演習の構成:
1) 自分は誰のものかを論じた文章のうち、「私たちは自分で購入したものや」から「して天地創造を終えたのです。」までをすべて、一字も変えずに書き写せ。
2) 自分は誰のものかを論じた文章について、示された最後の文の後を引き取り、続きを書け。

私たちは自分で購入したものや、誰かにいただいたものを自分のものと考えます。自分自身が誰のものなのか、皆さんは考えたことがありますか?たいていの人は自分は自分のものと考えていると思います。なぜかわからないけれど、私の意識につながっているこの体はこれ一つなのだから自分のものに決まっていると思っています。神様という存在を信じる人でも、神様からいただいたと考えるかもしれません。しかし神様は、ご自身が創られたすべてのものについて、誰とも売買契約も譲渡契約もしていません。ただご自身にかたどって作った人間には特別な契約を結ばれたことが聖書の一番最初の章に記されています。それは、人類を世界の支配人として任命した委託契約です

神は御自分にかたどって人を創造された。神にかたどって創造された。男と女に創造された。神は彼らを祝福して言われた。「産めよ、増えよ、地に満ちて地を従わせよ。海の魚、空の鳥、地の上を這う生き物をすべて支配せよ。」(創世記1:27,28)

 神様は世界の未来を人類に託し、創られたものすべてに満足して天地創造を終えたのです。

出典抜粋:
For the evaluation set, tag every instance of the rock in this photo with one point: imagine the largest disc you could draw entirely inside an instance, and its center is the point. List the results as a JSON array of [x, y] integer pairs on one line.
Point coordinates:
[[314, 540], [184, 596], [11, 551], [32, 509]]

問題の解答:
1)
私たちは自分で購入したものや、誰かにいただいたものを自分のものと考えます。自分自身が誰のものなのか、皆さんは考えたことがありますか?たいていの人は自分は自分のものと考えていると思います。なぜかわからないけれど、私の意識につながっているこの体はこれ一つなのだから自分のものに決まっていると思っています。神様という存在を信じる人でも、神様からいただいたと考えるかもしれません。しかし神様は、ご自身が創られたすべてのものについて、誰とも売買契約も譲渡契約もしていません。ただご自身にかたどって作った人間には特別な契約を結ばれたことが聖書の一番最初の章に記されています。それは、人類を世界の支配人として任命した委託契約です

神は御自分にかたどって人を創造された。神にかたどって創造された。男と女に創造された。神は彼らを祝福して言われた。「産めよ、増えよ、地に満ちて地を従わせよ。海の魚、空の鳥、地の上を這う生き物をすべて支配せよ。」(創世記1:27,28)

 神様は世界の未来を人類に託し、創られたものすべてに満足して天地創造を終えたのです。

2)
 しかし残念ながら、人類はこの契約を誠実に守ることができませんでした。預かったのにもらったように振る舞い始めたのです。「世界は私たちのものだから思い通りにする」 そして地球はこの有様です。神様が創造された「全てのものが極めて良い」世界ではありません。これは私たちの契約違反の結果です。ここに書いてある通り、世界は今も主のものです。このことに立ち返らない限り、世界が良くなることはありません。しかし、あなたが利己的、自己中心的な人生観ではなく、主に従って生きる人生観を持ったとき世界はあなたの周りから変わり始めます


2. 誰が主の聖所に立つことができるのか?(3-6, 詩篇15)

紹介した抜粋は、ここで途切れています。